Goal.
Quote each line of the material verbatim, without the pictures.
— BEGIN Provided entries —
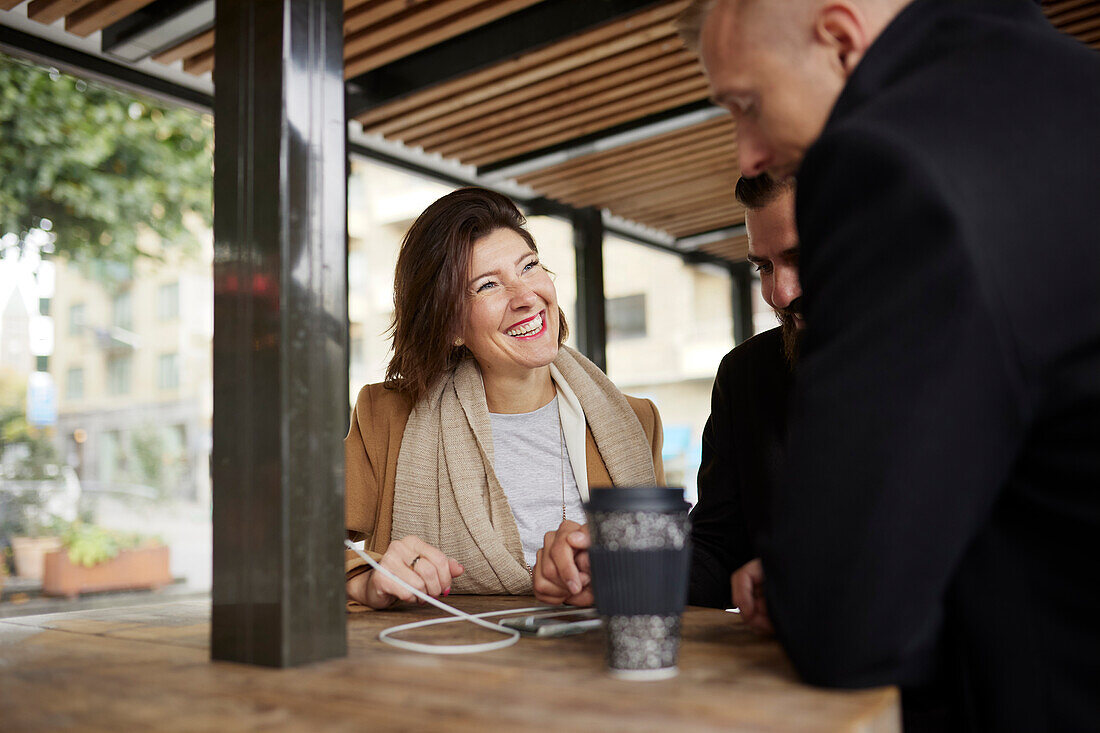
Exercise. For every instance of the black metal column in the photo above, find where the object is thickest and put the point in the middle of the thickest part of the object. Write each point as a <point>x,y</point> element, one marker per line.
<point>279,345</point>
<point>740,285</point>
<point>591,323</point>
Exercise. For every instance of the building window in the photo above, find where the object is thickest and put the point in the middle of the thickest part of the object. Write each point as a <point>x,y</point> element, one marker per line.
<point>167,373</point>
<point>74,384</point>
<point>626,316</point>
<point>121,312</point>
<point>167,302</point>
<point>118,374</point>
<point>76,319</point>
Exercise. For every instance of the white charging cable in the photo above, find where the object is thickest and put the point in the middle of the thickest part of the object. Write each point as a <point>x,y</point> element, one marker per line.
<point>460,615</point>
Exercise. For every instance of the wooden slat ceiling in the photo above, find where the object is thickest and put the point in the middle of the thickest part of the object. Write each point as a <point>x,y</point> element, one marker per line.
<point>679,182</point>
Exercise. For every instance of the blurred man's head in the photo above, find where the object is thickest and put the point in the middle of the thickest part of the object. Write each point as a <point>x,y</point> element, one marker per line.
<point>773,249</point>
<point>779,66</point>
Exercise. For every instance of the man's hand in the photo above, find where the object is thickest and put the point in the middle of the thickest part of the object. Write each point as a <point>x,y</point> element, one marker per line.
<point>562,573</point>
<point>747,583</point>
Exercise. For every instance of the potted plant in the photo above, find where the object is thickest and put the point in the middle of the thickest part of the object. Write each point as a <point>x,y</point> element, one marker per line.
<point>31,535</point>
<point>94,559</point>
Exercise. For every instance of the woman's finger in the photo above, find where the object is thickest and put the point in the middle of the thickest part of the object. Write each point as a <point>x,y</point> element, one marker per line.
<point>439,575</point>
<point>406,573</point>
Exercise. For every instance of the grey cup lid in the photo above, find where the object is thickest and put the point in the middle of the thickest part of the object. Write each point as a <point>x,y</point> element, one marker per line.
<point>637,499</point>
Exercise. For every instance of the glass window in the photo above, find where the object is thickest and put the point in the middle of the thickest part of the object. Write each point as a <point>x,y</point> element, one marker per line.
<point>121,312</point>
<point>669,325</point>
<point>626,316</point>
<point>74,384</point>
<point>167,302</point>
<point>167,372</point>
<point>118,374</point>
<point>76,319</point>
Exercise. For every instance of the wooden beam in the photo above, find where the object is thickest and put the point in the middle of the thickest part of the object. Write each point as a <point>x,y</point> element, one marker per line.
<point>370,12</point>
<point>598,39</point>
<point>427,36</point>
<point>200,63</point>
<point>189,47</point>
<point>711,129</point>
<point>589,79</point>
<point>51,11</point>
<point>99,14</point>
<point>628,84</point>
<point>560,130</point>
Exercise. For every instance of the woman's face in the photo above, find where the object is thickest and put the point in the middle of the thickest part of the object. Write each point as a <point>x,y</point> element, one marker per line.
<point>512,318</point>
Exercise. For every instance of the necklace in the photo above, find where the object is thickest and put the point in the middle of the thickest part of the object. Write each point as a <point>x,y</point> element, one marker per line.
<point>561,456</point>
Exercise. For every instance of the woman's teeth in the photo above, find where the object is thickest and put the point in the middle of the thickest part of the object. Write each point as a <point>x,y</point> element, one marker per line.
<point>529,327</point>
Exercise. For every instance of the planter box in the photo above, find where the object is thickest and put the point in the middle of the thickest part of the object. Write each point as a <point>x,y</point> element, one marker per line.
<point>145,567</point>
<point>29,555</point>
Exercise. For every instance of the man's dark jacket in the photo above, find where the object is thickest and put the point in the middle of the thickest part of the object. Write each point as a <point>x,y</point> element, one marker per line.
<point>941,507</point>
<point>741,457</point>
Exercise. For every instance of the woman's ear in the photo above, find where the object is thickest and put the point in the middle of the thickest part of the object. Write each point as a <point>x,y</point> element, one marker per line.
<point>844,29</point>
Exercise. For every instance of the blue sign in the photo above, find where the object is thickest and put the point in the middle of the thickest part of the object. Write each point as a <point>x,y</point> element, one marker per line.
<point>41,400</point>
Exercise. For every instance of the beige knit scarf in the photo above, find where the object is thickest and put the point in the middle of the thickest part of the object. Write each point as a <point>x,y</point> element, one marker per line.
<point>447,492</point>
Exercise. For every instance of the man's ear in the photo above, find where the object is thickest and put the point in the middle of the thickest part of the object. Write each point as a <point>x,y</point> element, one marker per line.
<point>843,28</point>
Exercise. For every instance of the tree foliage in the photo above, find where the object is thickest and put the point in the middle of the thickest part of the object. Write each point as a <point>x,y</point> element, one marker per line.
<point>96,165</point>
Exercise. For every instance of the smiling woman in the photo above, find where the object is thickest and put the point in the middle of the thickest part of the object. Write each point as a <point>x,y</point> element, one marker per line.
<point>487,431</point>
— END Provided entries —
Written answer.
Exercise. For every instance of the black metal column in the photo above, find where the object is thickest and put the point in the middle of the thickest part of the object. Write each point as a <point>x,y</point> element, one marker per line.
<point>279,345</point>
<point>740,285</point>
<point>591,323</point>
Exercise. For every instance of the building window in the photo above, find where the object is thickest and put the point in the middle of the thickest part of the object. Write each point as a <point>x,y</point> element, one marker per line.
<point>167,373</point>
<point>74,384</point>
<point>626,316</point>
<point>121,312</point>
<point>167,302</point>
<point>118,374</point>
<point>76,319</point>
Exercise. For every instance of the white charging cable in the photo above, find where the object is thickest and put the point in the middle of the thickest part of the object. Write each point as a <point>x,y</point> element, one marker per line.
<point>460,615</point>
Exercise. For every instance of the wooden slat ceiling in the photo above, find where the object is thickest and put the point in the middle of the thickest part of the object. Write each point as a <point>x,y</point> element, one marker per line.
<point>679,182</point>
Exercise. For every instance of the blurred man's head in the photo above, find where the object is thickest and put the point in the middle of the thickest part of the object. Write each point as a <point>x,y</point> element, one marker per line.
<point>773,249</point>
<point>779,66</point>
Exercise. For every instance of the man's hand in the photo above, find where the object is thickest and put the point in the middle of the thickest part of the object. Write each point as a <point>x,y</point> element, one marker per line.
<point>562,573</point>
<point>747,583</point>
Exercise. For every instance of the potted plant in the photo above, find where the object is thickest and put the point in the middle of the thickest part of the object. Write each point as a <point>x,y</point> element, one marker per line.
<point>31,535</point>
<point>94,559</point>
Exercise. For every instance of the woman's finger in the photo above, find where the object is thickest and put the point in the middle of the thickest part of the object. Write each point as a <point>x,y</point> element, one marker per line.
<point>439,575</point>
<point>406,573</point>
Exercise. For every instance of the grey cup lid in the photo above, find where the object is thickest and put the point in the middle of the thickest part of the object. Write each point as a <point>x,y</point> element, one marker per line.
<point>637,499</point>
Exercise. For every instance of the glass window in the photo above, find where the object is thickest and put the point in the middle of the thickest part of the object. Write each point as a <point>x,y</point> element, one marker per line.
<point>121,312</point>
<point>669,325</point>
<point>626,316</point>
<point>74,384</point>
<point>167,302</point>
<point>167,372</point>
<point>118,374</point>
<point>76,319</point>
Exercise. For every instance of the wooden beam in the photo above, find where the object is thickest and put the point in the middle of the thickest part of the object. Write each point as a <point>x,y</point> element, one marker per line.
<point>370,12</point>
<point>598,39</point>
<point>427,36</point>
<point>200,63</point>
<point>189,47</point>
<point>711,129</point>
<point>589,79</point>
<point>51,11</point>
<point>99,14</point>
<point>628,84</point>
<point>560,130</point>
Exercise. For every instance of the woman's face in the photo above, find where the object is thickest and put the point in the middle of the thickest part of the object. Write each point as a <point>x,y</point> element, one marker per line.
<point>512,318</point>
Exercise. For every instance of the necklace in the photo above, find where the object is thickest and put the point in the middle of the thickest part of the object. Write each point as a <point>x,y</point> element, one marker per line.
<point>561,456</point>
Exercise. For every instance of the woman's teeth in the photo above, find where the object is thickest and put the point in the middle of the thickest part of the object. Write each point as a <point>x,y</point> element, one marker per line.
<point>529,327</point>
Exercise. For every instance of the planter box in the photo above, find where the object is thickest and put the point in the middle of the thickest part of the object. Write each point as a <point>x,y</point> element, one marker per line.
<point>145,567</point>
<point>29,555</point>
Exercise. For every instance of the man's dark jacket in the photo above, find where the object is thickest and put the point in the middle of the thickest part of the object. Write each point as a <point>x,y</point> element, one marker per line.
<point>941,507</point>
<point>741,457</point>
Exercise. For every instance of the woman's ear in the photo above, find where the object is thickest and put the point in the middle of the thickest part of the object. Write each point as a <point>x,y</point> element, one marker per line.
<point>844,29</point>
Exercise. For every instance of the blue sign in the photo above, find where the object is thickest and put the point in the middle of the thickest part of the object. Write each point as a <point>x,y</point> element, one marker per line.
<point>41,400</point>
Exercise. For every instance of the beige knit scarf in the photo above, find where the object is thickest and put the point in the middle of the thickest part of the object. Write each point as a <point>x,y</point> element, one marker per line.
<point>447,492</point>
Exercise. For every instance of the man's ear in the photo above, find where the object is thickest and put the point in the middle of the thickest part of the object. Write each point as a <point>x,y</point> element, one marker per line.
<point>843,28</point>
Exercise. For every instance of the tree foliage in the photo above, find where the object is thickest and put the point in the middle of the thickest part of the object. Write each point as a <point>x,y</point> element, one marker per line.
<point>96,165</point>
Exercise. For every instance of the smiling woman in the photo above, find where the object is thickest and put the point in the middle of the thickest part of the object. Write each point as a <point>x,y</point> element, one marker per line.
<point>487,431</point>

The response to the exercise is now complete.